───── Texto de referencia ─────
Aquí "pego"...las memorias Diplomaticas del 1er Embajador de la

Independencia D. Juan Duran Loriga.....escritas en 1999.

Son su visión de los hechos.........

Hay que darle oportunidad para que se defienda....Sin

comentarios....




EMBAJADOR EN LA GUINEA ECUATORIAL (*)

Conferencia Constitucional. Macías, Bonifacio y Atanasio. Voy a Santa Isabel. Las elecciones. La independencia. Soy nombrado embajador. El colega de Franco: su patología. El problema económico. Los enredadores. Escalada demagógica. La crisis de la bandera. Final de mi misión.



"El proceso descolonizador de la Guinea Ecuatorial marchaba hacia su culminación. Puesto que había que seguir adelante, Castiella quiso que se hiciese de manera ejemplar. El nuevo Estado contaría desde el primer momento con una Constitución democrática aprobada por sus dirigentes y más tarde por el pueblo guineano en referéndum. Se empleó para ello la fórmula británica de una Conferencia Constitucional, que se abrió en octubre de 1967 con un discurso de don Fernando Castiella en el que se anunciaba que España daría la independencia a su colonia ecuatorial en 1968.

Fue un trabajo bello y generoso, dentro del marco político de la España de entonces, convocar la Conferencia para dar a la Guinea una Constitución moderada y de gran perfección técnica aunque resultase inaplicable, como lo habían sido en África todas las normas fundamentales democráticas. La Conferencia Constitucional avanzó lentamente entre escollos. Contribuyeron a la cacofonía las discrepancias entre los guineos y también el hecho, al que ya me he referido y sobre el que volveré a insistir, de que el Gobierno español estuviese profundamente dividido. Esta confusión fue aprovechada por quienes quisieron, lográndolo, complicar aún más el difícil proceso. El señor García Trevijano respaldó un llamado Secretariado Conjunto que al tiempo que saboteaba la Conferencia ponía en primer plano al político guineano de mayor potencial demagógico y destructor, Francisco Macías.

Ramón Sedó presidió las sesiones de la confusísima Conferencia de manera tan paciente como inteligente. Tarea que le debió ser muy ingrata y que aceptó por lealtad a su ministro y amigo.

En la Conferencia fueron asomando las características de quienes habían de ser los tres candidatos a la presidencia del nuevo Estado. Bonifacio Ondó o la ingenuidad catequística. Atanasio Ndongo o la ambigüedad neo-africana. Y Francisco Macías o la furia paranoica.



Francisco Macías mantenía unas actitudes entre calculadas y demenciales. Parecía saber que lo que más le podía legitimar como campeón de la independencia, en la Guinea y en los medios africanos, era una desaforada hostilidad hacia la "potencia administradora". Tanto más cuando tenía un pasado de entusiasta adhesión al régimen colonial, del que seguía formando parte como vicepresidente y consejero de Obras Públicas del gobierno autónomo.
─────
§ **Ejercicios propuestos**
[a] En el texto sobre la descolonización de Guinea Ecuatorial, ¿en qué mes y año se abrió la Conferencia Constitucional?
[b] Continúa el texto sobre la descolonización de Guinea Ecuatorial a partir de su última frase.
───── Datos proporcionados ─────
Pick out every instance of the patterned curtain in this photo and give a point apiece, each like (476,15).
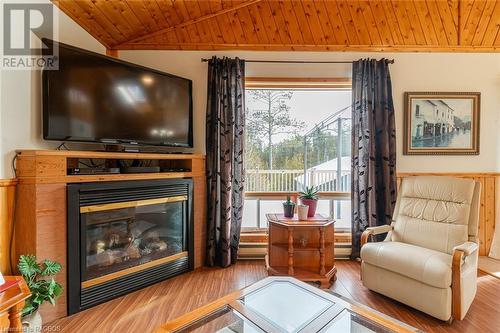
─────
§ **Respuestas**
[a] En octubre de 1967.

[b]
A lo largo de las próximas páginas aparecerán otras facetas de su personalidad. En la Conferencia Constitucional destacó por un sentimiento desmesurado de su propia dignidad, reflejada en desplantes que aumentaban su prestigio anticolonial.

Poco antes de concluir la Conferencia ofreció Castiella una cena en el Palacio de Viana a los principales delegados guineos. Macías, que tenía reservado el primer puesto a la izquierda del ministro, no compareció. Cuando quise, a la mañana siguiente, averiguar las causas de su ausencia, empezó asegurándome que no había recibido la invitación. Más tarde admitió que le había llegado un sobre que no consideró dirigido, a él, porque se le daba el tratamiento de "Ilustrísimo Señor" cuando se pensaba "Excelentísimo". Fue en la Conferencia Constitucional donde Macías pronunció su primer elogio de Adolfo Hitler como padre de África.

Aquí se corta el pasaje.